[Items listed in a dataset]
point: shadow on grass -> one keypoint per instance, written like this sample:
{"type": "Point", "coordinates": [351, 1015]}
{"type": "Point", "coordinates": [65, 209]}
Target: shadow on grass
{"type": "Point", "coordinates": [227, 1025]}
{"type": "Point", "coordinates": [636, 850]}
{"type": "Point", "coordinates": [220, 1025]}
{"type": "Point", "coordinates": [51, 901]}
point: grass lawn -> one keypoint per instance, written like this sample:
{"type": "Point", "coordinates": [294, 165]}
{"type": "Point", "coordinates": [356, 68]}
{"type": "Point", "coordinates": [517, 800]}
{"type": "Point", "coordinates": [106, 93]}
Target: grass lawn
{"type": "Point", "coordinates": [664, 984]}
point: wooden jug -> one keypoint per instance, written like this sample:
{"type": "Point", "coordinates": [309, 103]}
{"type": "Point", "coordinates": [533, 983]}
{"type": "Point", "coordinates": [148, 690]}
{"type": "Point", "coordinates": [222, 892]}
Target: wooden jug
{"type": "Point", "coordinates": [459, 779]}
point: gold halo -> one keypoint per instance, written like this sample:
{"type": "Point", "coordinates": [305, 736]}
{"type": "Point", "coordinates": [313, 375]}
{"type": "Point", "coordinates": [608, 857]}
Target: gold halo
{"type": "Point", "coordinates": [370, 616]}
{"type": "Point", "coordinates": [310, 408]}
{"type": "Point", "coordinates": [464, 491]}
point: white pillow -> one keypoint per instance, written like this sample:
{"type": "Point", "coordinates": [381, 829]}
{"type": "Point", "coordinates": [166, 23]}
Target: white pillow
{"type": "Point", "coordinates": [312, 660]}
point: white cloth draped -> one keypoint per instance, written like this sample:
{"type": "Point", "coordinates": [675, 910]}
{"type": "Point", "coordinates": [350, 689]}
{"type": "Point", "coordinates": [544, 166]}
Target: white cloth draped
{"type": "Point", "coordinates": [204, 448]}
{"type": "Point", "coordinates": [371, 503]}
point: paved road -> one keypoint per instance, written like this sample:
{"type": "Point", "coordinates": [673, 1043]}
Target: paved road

_Problem_:
Copy every line of the listing above without any changes.

_Task response_:
point: shadow on grass -> one keypoint per instance, written like this sample:
{"type": "Point", "coordinates": [351, 1015]}
{"type": "Point", "coordinates": [65, 209]}
Target: shadow on grass
{"type": "Point", "coordinates": [227, 1025]}
{"type": "Point", "coordinates": [636, 850]}
{"type": "Point", "coordinates": [220, 1025]}
{"type": "Point", "coordinates": [51, 901]}
point: grass lawn -> one keypoint per instance, written like this sample:
{"type": "Point", "coordinates": [294, 165]}
{"type": "Point", "coordinates": [356, 68]}
{"type": "Point", "coordinates": [517, 800]}
{"type": "Point", "coordinates": [106, 93]}
Target: grass lawn
{"type": "Point", "coordinates": [664, 984]}
point: wooden jug -> one keypoint per instance, written like this sample:
{"type": "Point", "coordinates": [309, 103]}
{"type": "Point", "coordinates": [533, 983]}
{"type": "Point", "coordinates": [148, 690]}
{"type": "Point", "coordinates": [222, 892]}
Target: wooden jug
{"type": "Point", "coordinates": [459, 779]}
point: gold halo -> one keypoint per instance, written like this sample:
{"type": "Point", "coordinates": [305, 736]}
{"type": "Point", "coordinates": [313, 375]}
{"type": "Point", "coordinates": [608, 857]}
Target: gold halo
{"type": "Point", "coordinates": [370, 616]}
{"type": "Point", "coordinates": [310, 408]}
{"type": "Point", "coordinates": [464, 491]}
point: white pillow -> one keypoint per instance, written like this sample:
{"type": "Point", "coordinates": [381, 829]}
{"type": "Point", "coordinates": [166, 23]}
Target: white pillow
{"type": "Point", "coordinates": [312, 660]}
point: white cloth draped -> one keypoint per instance, written like this sample:
{"type": "Point", "coordinates": [675, 910]}
{"type": "Point", "coordinates": [350, 689]}
{"type": "Point", "coordinates": [544, 166]}
Target: white cloth draped
{"type": "Point", "coordinates": [204, 448]}
{"type": "Point", "coordinates": [371, 503]}
point: paved road -> one keypoint per instance, written like this sample:
{"type": "Point", "coordinates": [673, 1043]}
Target: paved road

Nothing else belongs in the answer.